● Data to examine
————————
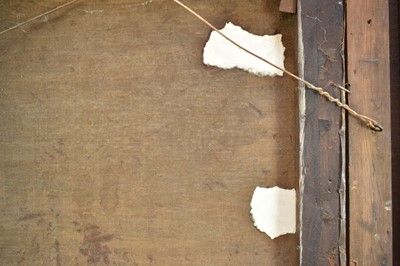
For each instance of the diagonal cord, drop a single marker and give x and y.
(369, 122)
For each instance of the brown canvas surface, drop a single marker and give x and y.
(118, 146)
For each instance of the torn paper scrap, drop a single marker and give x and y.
(221, 53)
(274, 211)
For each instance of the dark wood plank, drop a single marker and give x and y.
(322, 37)
(370, 231)
(118, 146)
(394, 13)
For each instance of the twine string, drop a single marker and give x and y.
(369, 122)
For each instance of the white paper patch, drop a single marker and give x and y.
(221, 53)
(274, 211)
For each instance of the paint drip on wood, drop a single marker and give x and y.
(221, 53)
(274, 211)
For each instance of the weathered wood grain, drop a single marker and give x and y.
(118, 146)
(322, 32)
(370, 230)
(394, 21)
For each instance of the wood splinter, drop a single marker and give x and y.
(369, 122)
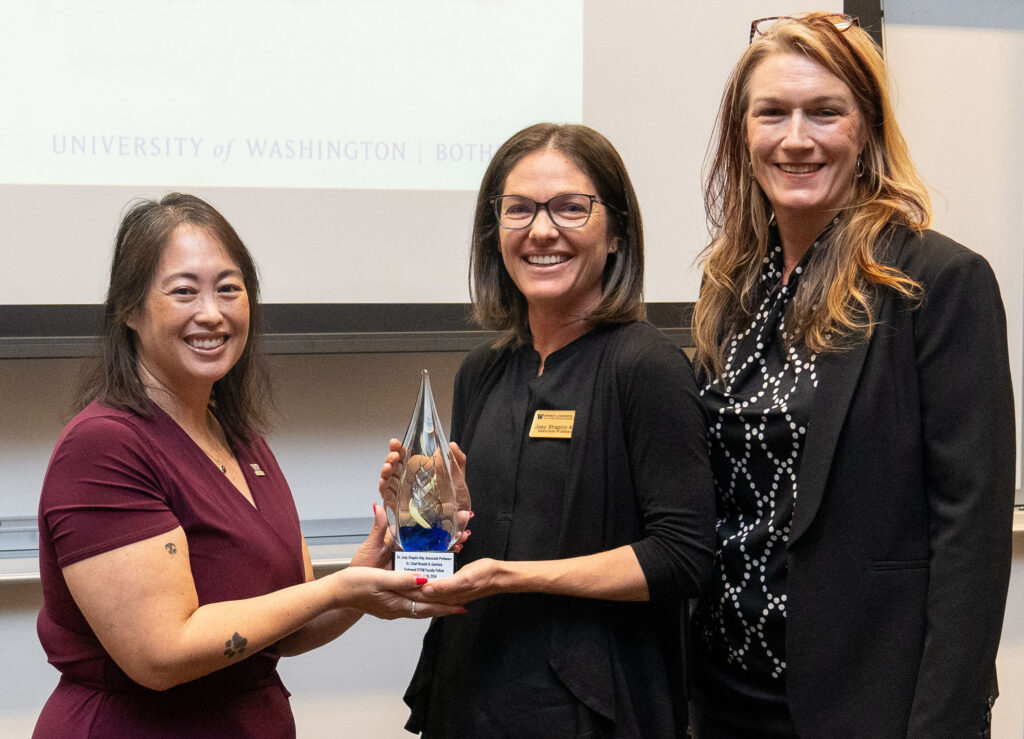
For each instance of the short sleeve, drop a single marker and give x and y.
(101, 490)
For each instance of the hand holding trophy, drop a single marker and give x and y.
(425, 493)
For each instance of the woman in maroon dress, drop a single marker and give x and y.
(174, 572)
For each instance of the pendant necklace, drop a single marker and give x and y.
(216, 460)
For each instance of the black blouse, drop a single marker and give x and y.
(758, 418)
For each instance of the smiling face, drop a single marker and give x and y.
(558, 270)
(194, 322)
(804, 133)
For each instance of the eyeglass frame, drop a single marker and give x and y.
(851, 20)
(538, 206)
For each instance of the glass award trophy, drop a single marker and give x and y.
(426, 498)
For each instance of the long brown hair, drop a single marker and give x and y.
(242, 396)
(498, 304)
(833, 304)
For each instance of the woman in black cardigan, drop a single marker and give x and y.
(855, 373)
(586, 539)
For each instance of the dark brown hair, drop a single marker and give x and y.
(241, 398)
(498, 304)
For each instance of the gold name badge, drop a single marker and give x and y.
(552, 425)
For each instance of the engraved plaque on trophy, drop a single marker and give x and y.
(424, 511)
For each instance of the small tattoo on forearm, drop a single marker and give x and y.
(235, 646)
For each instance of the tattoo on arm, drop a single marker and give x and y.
(236, 646)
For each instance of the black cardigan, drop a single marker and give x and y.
(638, 475)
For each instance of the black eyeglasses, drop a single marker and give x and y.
(570, 210)
(842, 22)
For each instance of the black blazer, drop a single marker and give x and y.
(900, 545)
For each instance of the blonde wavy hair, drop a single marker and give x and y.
(833, 306)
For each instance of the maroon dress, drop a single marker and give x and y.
(117, 478)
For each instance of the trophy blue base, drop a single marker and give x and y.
(431, 565)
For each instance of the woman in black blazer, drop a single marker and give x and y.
(855, 373)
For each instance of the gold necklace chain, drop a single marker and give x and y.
(212, 426)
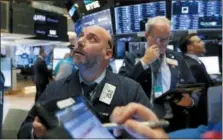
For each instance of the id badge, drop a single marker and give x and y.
(158, 91)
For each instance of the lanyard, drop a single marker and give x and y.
(93, 92)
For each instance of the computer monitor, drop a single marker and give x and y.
(120, 48)
(102, 18)
(196, 14)
(78, 26)
(36, 51)
(137, 48)
(128, 18)
(59, 53)
(6, 69)
(211, 64)
(55, 62)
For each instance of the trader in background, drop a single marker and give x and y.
(41, 74)
(102, 88)
(159, 70)
(192, 48)
(66, 66)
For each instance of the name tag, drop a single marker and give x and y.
(157, 91)
(172, 62)
(65, 103)
(107, 93)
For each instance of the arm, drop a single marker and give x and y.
(26, 129)
(124, 115)
(43, 69)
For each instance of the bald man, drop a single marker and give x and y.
(91, 55)
(160, 70)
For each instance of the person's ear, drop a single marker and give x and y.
(108, 54)
(190, 47)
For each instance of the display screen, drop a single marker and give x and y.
(6, 69)
(120, 48)
(211, 64)
(128, 18)
(80, 122)
(78, 27)
(102, 18)
(25, 56)
(72, 10)
(59, 53)
(55, 62)
(196, 14)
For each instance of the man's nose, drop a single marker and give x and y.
(80, 43)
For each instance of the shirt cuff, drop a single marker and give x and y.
(145, 66)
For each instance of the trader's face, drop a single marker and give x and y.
(198, 46)
(160, 35)
(92, 47)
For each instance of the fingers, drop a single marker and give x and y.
(137, 130)
(39, 129)
(140, 131)
(117, 132)
(121, 114)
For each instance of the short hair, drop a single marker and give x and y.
(153, 21)
(185, 41)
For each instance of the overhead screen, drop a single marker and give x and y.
(128, 18)
(25, 56)
(196, 14)
(102, 18)
(59, 53)
(6, 69)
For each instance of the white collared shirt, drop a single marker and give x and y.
(193, 56)
(98, 80)
(166, 74)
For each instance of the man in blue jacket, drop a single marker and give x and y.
(104, 89)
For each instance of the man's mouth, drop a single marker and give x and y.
(78, 52)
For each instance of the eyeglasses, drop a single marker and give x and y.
(160, 39)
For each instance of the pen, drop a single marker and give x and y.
(161, 123)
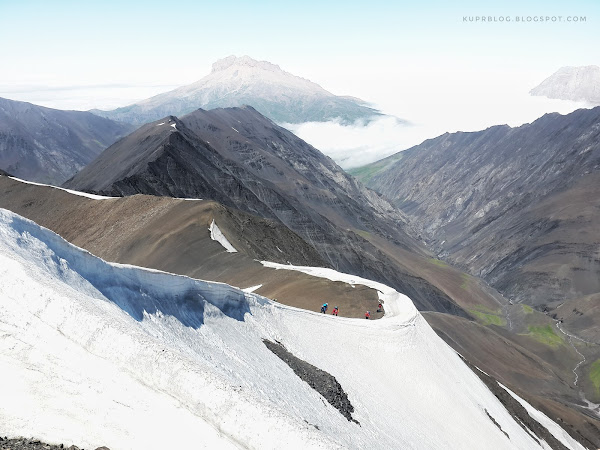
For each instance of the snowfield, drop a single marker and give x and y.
(93, 354)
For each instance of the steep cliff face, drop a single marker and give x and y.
(516, 206)
(48, 145)
(241, 159)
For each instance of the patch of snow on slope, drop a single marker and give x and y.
(217, 235)
(252, 288)
(102, 354)
(70, 191)
(395, 304)
(556, 430)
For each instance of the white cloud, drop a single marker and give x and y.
(467, 109)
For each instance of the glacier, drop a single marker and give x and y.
(95, 353)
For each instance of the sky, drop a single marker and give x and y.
(431, 63)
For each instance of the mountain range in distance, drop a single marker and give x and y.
(50, 145)
(500, 203)
(578, 84)
(237, 81)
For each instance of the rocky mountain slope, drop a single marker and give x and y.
(238, 157)
(173, 235)
(132, 349)
(49, 145)
(572, 83)
(516, 206)
(277, 94)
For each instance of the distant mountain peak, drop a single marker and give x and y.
(243, 61)
(572, 83)
(236, 81)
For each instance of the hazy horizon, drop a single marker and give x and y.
(431, 64)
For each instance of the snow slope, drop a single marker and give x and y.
(217, 235)
(572, 83)
(95, 354)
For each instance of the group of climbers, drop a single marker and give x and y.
(336, 310)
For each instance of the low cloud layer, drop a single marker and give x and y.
(360, 144)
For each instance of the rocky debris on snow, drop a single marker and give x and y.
(321, 381)
(34, 444)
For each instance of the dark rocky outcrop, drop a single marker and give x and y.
(321, 381)
(49, 145)
(35, 444)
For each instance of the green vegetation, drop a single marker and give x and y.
(527, 309)
(365, 173)
(595, 375)
(488, 316)
(545, 335)
(438, 262)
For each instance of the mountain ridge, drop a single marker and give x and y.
(50, 145)
(233, 81)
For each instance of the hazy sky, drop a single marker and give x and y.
(417, 60)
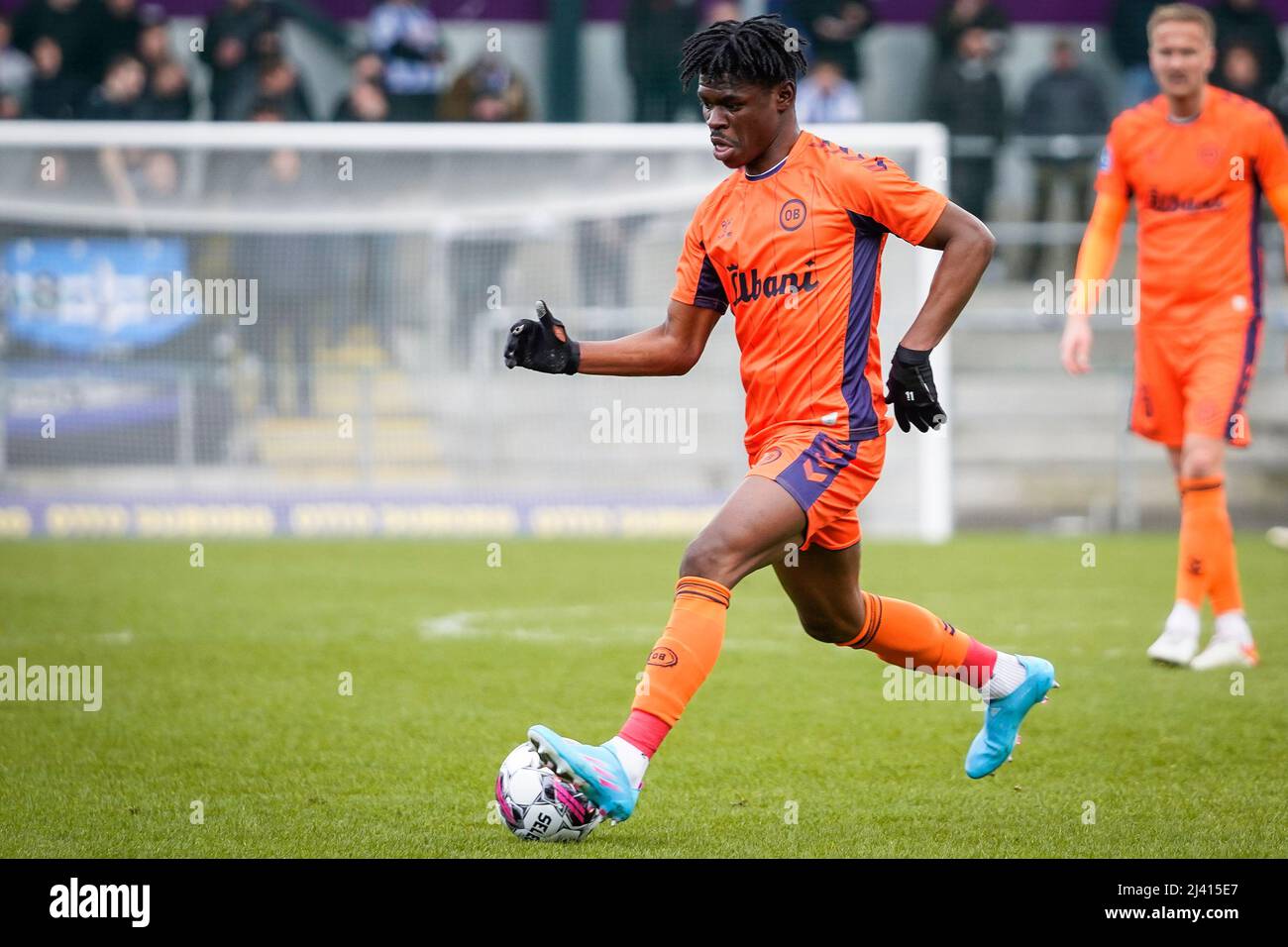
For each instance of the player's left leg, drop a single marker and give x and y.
(823, 583)
(1207, 564)
(747, 534)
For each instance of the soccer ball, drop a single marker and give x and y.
(537, 804)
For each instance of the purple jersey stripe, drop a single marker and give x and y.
(709, 291)
(812, 472)
(868, 236)
(1252, 338)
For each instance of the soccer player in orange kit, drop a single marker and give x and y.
(1197, 158)
(791, 241)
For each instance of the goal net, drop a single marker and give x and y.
(292, 329)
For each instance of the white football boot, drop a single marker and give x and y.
(1180, 639)
(1231, 646)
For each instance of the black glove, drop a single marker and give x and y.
(542, 344)
(911, 389)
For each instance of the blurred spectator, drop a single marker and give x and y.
(116, 33)
(232, 40)
(168, 94)
(1248, 25)
(154, 46)
(365, 102)
(54, 94)
(168, 91)
(1067, 108)
(291, 289)
(407, 38)
(1239, 71)
(956, 17)
(966, 97)
(16, 71)
(825, 94)
(278, 85)
(366, 99)
(71, 25)
(1276, 101)
(653, 31)
(832, 29)
(1129, 40)
(487, 90)
(119, 97)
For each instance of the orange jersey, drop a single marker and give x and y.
(1198, 189)
(797, 254)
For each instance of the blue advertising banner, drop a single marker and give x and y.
(91, 296)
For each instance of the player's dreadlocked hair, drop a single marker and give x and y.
(756, 51)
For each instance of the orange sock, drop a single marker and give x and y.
(901, 631)
(687, 651)
(1206, 562)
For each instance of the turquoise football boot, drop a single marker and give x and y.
(993, 744)
(592, 770)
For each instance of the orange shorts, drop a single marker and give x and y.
(827, 476)
(1194, 384)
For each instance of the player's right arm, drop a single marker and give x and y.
————————
● What needs to be done
Give again, word for word, every line from the one holding "For each instance of the white football" to the end of the data.

● Response to the task
For each instance of the white football boot, drop a single marker and give x and y.
(1180, 639)
(1231, 646)
For each instance of the black glove, drop a single marker and give x and y.
(542, 344)
(911, 389)
For each instance of the blurred spectator, drop a single marker and give x and y.
(116, 33)
(232, 40)
(168, 94)
(1248, 25)
(154, 46)
(365, 102)
(54, 94)
(168, 91)
(1067, 108)
(291, 289)
(407, 38)
(1239, 71)
(956, 17)
(966, 97)
(16, 71)
(825, 94)
(278, 85)
(366, 99)
(71, 25)
(1276, 101)
(653, 31)
(832, 29)
(1129, 40)
(487, 90)
(119, 97)
For each instance of the orange jersey, drop a single marker and give x and y.
(1198, 189)
(797, 254)
For each instance of the blue advertising banner, drop a single marker and give x and y.
(91, 296)
For each instance of the player's dreadlocked hair, drop a single marker and give x and y.
(756, 51)
For each instance of the orange sock, drop a single marker and give x and y.
(901, 631)
(687, 651)
(1206, 562)
For each instance of the turquoise football boot, drop a single marker and give x and y.
(993, 744)
(592, 770)
For each instance of the orange shorts, drop a single marker and give x and y.
(827, 476)
(1194, 384)
For each instance of the player's right arm, drop a single marker and give x and y.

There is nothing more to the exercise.